→ **GIVEN PROBLEM A**
Rewrite the lines of the listing as a JSON list of strings, one string per line and blank lines omitted, from the first line of the listing through the line containing "166], [533, 165]]".
++++++++++++++++++++
Starson17 · 10-18-2010, 10:58 AM

Quote:

Originally Posted by marbs

is there a "tag before" command in soup? because we are talikng about the tag befor the "item" in my code...

There are two: previous and previousSibling.
See here:
http://www.crummy.com/software/Beaut...reviousSibling

marbs · 10-20-2010, 08:36 AM

which i dont, i want someting like this:
print soup.item.previous.previousSibling
i want to go to the previous <tr> tag and then i want the sibling befor that.
not working.

Starson17 · 10-20-2010, 09:35 AM

Quote:

Originally Posted by marbs

which i dont, i want someting like this:
print soup.item.previous.previousSibling
i want to go to the previous <tr> tag and then i want the sibling befor that.
not working.

Why not?

That's the question you're asking, and to answer it, you just print the entire soup, or the previous element, or the previous sibling to figure out where you've gone wrong. Be aware that you should look at the soup, and not just the page source. BeautifulSoup loads the page source into its database, and as it does that, it fixes errors and makes other modifications that may not be apparent in the page itself.

marbs · 10-23-2010, 01:55 PM

go it!

it works now.

Spoiler:

Code:

from calibre.web.feeds.news import BasicNewsRecipe
from calibre.ebooks.BeautifulSoup import BeautifulSoup, re
class AlisonB(BasicNewsRecipe):
    title      ='Maya'
    __author__ = 'marbs'
    description = 'blah'
    language = 'en'
    no_stylesheets = True
    publisher           = 'marbs'
#    simultaneous_downloads = 1
#    delay                  = 25   
    category            = 'column'
    extra_css='body{direction: rtl;} .article_description{direction: rtl; } a.article{direction: rtl; } .calibre_feed_description{direction: rtl; }'
#    no_stylesheets = True
    use_embedded_content= False
    remove_attributes = ['width','height']
    no_stylesheets      = True
    oldest_article      = 24
    remove_javascript   = True
    remove_empty_feeds  = True
    
    max_articles_per_feed = 5000
    INDEX = 'http://maya.tase.co.il/'
    

    def parse_index(self):
        feeds = []
        for title, url in [
                            #(u"Feed", u"http://maya.tase.co.il/bursa/index.asp?view=search&company_group=3000&arg_comp=&srh_comp_lb=1007&srh_from=2010-01-01&srh_until=2010-09-28&srh_anaf=-1&srh_event=9999&is_urgent=0&srh_company_press="),
                            (u"הודעות מאתמול", u"http://maya.tase.co.il/bursa/index.asp?view=yesterday"),                            
                            
                             ]:
            articles = self.make_links(url)
++++++++++++++++++++
→ **GIVEN PROBLEM B**
Extend the forum thread on navigating tags with BeautifulSoup, continuing from the point at which it stops.

Pointing entries for named objects
++++++++++++++++++++
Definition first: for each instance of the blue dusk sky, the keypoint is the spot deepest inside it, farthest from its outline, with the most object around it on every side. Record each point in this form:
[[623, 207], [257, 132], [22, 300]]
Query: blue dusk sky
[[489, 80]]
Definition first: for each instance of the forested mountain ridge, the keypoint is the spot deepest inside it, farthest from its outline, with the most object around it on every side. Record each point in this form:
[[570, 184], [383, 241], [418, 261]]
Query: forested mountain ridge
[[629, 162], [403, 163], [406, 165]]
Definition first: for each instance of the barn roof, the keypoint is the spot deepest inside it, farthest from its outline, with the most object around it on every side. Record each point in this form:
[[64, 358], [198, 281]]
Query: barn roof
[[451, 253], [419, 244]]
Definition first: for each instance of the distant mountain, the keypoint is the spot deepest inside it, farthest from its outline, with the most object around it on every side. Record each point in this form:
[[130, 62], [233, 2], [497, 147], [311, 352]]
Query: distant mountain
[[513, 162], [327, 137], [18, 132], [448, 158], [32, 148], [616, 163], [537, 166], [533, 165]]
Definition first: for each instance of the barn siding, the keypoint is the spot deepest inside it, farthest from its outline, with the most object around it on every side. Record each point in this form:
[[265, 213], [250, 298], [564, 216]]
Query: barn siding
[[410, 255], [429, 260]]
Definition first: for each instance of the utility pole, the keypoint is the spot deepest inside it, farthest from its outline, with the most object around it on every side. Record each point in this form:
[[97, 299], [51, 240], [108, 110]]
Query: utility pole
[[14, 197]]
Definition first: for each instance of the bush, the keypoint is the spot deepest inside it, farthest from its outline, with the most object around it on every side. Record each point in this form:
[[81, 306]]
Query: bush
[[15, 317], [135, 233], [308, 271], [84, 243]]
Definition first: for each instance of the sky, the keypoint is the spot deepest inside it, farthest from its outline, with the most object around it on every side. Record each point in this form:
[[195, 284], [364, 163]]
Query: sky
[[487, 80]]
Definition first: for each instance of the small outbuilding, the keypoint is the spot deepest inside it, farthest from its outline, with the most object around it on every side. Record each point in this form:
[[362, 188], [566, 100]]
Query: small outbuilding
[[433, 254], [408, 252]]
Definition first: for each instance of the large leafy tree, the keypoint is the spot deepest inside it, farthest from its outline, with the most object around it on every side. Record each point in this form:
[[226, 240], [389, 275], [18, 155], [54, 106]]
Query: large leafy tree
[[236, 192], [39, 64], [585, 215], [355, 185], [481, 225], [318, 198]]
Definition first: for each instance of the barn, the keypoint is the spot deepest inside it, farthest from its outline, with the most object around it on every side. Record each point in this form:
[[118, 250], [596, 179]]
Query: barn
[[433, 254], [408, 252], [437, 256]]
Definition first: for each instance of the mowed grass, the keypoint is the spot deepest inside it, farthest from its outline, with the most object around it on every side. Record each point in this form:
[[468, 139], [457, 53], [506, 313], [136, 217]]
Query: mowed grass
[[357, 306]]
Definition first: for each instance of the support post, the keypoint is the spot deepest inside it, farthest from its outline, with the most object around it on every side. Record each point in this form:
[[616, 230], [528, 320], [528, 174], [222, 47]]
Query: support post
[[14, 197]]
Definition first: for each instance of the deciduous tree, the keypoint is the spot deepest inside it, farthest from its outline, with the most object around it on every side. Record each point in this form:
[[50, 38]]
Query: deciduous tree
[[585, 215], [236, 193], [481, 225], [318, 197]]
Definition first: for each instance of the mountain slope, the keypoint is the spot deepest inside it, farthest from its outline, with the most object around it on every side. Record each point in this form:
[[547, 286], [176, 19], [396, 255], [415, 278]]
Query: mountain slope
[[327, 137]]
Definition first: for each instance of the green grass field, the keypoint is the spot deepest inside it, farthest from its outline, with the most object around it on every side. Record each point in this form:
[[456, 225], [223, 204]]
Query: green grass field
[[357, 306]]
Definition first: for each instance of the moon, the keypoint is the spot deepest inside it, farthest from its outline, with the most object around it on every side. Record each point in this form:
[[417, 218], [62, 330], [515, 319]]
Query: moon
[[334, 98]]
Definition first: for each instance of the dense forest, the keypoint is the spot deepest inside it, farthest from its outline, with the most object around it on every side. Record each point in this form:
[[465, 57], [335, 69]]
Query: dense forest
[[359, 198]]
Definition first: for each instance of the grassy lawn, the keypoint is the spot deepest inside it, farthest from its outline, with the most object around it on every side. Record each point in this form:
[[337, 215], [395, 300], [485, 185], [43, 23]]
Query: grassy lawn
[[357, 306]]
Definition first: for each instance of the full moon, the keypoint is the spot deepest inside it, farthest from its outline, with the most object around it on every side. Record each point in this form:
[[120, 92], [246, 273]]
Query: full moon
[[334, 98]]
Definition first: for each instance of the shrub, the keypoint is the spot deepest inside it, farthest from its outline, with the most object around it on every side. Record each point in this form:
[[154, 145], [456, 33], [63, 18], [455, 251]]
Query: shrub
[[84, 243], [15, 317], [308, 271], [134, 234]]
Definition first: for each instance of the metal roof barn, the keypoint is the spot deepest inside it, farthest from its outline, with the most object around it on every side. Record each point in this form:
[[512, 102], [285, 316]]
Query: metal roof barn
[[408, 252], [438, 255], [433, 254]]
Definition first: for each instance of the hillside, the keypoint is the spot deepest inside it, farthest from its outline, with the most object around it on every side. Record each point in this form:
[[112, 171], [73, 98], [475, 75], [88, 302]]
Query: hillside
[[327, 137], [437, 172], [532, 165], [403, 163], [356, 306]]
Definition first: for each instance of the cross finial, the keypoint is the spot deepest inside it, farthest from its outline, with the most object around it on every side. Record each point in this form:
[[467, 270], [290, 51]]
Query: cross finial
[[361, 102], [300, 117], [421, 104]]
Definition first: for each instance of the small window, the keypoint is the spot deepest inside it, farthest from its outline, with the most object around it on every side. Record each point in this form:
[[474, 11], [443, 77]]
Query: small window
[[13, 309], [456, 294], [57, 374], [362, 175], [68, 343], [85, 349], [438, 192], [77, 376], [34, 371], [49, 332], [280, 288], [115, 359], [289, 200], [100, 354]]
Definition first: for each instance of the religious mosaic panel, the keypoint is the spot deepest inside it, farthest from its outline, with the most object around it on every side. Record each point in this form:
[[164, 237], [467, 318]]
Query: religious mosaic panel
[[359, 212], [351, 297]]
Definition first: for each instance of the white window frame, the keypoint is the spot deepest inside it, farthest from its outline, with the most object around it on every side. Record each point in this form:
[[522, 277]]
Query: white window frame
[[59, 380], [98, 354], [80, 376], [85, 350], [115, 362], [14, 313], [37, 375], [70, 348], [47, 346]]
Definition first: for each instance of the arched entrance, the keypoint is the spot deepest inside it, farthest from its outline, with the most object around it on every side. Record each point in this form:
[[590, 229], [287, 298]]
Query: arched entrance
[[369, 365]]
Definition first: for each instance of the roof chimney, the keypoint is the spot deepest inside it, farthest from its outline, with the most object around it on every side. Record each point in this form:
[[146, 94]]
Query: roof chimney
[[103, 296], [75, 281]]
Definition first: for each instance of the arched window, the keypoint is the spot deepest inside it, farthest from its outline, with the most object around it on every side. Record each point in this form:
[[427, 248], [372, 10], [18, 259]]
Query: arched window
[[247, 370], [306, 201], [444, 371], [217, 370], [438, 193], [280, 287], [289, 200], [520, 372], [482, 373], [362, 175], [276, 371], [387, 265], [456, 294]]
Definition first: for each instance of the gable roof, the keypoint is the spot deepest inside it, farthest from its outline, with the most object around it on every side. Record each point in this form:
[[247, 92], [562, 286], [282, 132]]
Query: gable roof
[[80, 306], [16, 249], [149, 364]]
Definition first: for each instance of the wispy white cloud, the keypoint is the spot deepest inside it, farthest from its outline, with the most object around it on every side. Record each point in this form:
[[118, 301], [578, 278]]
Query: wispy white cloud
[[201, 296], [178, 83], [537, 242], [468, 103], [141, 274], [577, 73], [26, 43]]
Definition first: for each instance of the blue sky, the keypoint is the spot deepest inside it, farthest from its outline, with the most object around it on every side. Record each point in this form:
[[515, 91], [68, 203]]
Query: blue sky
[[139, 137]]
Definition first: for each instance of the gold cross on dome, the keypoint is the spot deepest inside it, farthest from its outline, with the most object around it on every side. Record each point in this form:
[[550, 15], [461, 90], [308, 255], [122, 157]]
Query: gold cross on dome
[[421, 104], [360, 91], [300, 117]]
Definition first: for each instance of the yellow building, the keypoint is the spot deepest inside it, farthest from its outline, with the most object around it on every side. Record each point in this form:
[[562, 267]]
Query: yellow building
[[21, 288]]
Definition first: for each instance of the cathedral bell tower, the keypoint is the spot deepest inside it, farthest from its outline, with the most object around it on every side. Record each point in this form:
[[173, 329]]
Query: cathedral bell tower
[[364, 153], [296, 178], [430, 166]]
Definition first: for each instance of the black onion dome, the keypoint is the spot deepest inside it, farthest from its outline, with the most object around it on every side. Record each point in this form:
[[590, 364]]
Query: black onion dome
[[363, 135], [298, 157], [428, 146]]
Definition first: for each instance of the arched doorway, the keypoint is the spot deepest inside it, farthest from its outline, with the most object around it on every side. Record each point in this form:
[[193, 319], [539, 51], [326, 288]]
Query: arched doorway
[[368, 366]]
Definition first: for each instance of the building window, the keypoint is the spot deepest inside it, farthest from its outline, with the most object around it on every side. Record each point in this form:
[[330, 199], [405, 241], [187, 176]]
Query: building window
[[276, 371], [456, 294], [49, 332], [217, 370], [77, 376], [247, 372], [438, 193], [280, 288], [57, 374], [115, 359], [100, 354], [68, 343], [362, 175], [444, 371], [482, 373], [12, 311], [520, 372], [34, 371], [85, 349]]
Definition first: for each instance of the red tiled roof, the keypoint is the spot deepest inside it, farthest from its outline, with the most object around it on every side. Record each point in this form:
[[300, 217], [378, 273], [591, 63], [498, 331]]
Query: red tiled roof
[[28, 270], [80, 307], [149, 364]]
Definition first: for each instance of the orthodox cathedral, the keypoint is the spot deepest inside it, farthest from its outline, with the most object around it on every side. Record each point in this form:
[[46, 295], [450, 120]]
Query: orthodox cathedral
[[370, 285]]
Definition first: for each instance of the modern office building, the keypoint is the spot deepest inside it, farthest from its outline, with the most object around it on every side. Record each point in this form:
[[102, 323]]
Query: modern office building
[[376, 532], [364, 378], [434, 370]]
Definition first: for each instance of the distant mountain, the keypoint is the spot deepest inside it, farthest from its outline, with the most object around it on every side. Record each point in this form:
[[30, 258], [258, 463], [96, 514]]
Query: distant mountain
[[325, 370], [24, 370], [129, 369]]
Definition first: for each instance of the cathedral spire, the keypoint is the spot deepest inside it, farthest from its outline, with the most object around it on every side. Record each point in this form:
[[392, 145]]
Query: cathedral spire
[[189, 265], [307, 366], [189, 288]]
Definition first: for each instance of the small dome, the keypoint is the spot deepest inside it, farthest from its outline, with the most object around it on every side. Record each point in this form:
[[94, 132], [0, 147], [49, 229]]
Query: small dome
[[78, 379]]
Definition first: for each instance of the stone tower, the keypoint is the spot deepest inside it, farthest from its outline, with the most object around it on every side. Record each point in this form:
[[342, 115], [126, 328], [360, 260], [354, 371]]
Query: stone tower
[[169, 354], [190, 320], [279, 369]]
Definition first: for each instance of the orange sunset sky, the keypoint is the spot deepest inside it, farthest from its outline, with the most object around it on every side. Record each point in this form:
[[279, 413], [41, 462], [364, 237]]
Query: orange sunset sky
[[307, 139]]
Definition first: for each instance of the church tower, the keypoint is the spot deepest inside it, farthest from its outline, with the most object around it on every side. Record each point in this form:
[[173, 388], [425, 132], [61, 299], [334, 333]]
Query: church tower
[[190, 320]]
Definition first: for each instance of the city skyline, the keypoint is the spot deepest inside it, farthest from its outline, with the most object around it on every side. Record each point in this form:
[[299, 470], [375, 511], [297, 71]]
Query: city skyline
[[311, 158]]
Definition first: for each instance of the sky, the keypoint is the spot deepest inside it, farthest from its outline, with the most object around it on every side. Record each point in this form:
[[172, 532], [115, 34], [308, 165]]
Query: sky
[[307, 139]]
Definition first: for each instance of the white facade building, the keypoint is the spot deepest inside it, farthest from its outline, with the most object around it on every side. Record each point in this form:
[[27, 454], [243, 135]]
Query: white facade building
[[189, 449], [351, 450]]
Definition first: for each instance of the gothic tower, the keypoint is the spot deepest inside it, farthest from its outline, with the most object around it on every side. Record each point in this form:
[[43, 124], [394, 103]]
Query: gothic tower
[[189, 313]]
++++++++++++++++++++
→ **RESULT A**
[
  "Definition first: for each instance of the blue dusk sky, the keypoint is the spot deepest inside it, farthest from its outline, with the most object around it on every side. Record each point in this form:",
  "[[623, 207], [257, 132], [22, 300]]",
  "Query: blue dusk sky",
  "[[489, 80]]",
  "Definition first: for each instance of the forested mountain ridge, the keypoint is the spot deepest inside it, farthest from its outline, with the most object around it on every side. Record each point in this form:",
  "[[570, 184], [383, 241], [418, 261]]",
  "Query: forested mountain ridge",
  "[[629, 162], [403, 163], [406, 165]]",
  "Definition first: for each instance of the barn roof, the keypoint is the spot deepest inside it, farthest from its outline, with the most object around it on every side. Record each point in this form:",
  "[[64, 358], [198, 281]]",
  "Query: barn roof",
  "[[451, 253], [419, 244]]",
  "Definition first: for each instance of the distant mountain, the keypoint is the spot deepest inside it, farthest from its outline, with the most object around it on every side. Record each point in this form:",
  "[[130, 62], [233, 2], [497, 147], [311, 352]]",
  "Query: distant mountain",
  "[[513, 162], [327, 137], [18, 132], [448, 158], [32, 148], [616, 163], [537, 166], [533, 165]]"
]

→ **RESULT B**
            if articles:
                feeds.append((title, articles))
        return feeds
        
    def make_links(self, url):
        title = 'Temp'
        current_articles = []
        soup = self.index_to_soup(url)
        print 'url is', url

        #print 'The soup is: ', soup
        for item in soup.findAll('a',attrs={'class':'A3'}):
            print 'item is: ',item
            itemcomp= item.findPrevious('a',attrs={'id':'CompNmHref'})
            #link = item.find('a')
            #titlecheck = self.tag_to_string(link)
            #url_test = re.search('javascript', item['href'])
           
            if not re.search('javascript', item['href']):
              temp2= self.INDEX + 'bursa/' + item['href']
        #      temp2=[temp3]
              print 'url1 is', temp2
              soup1 = self.index_to_soup(temp2)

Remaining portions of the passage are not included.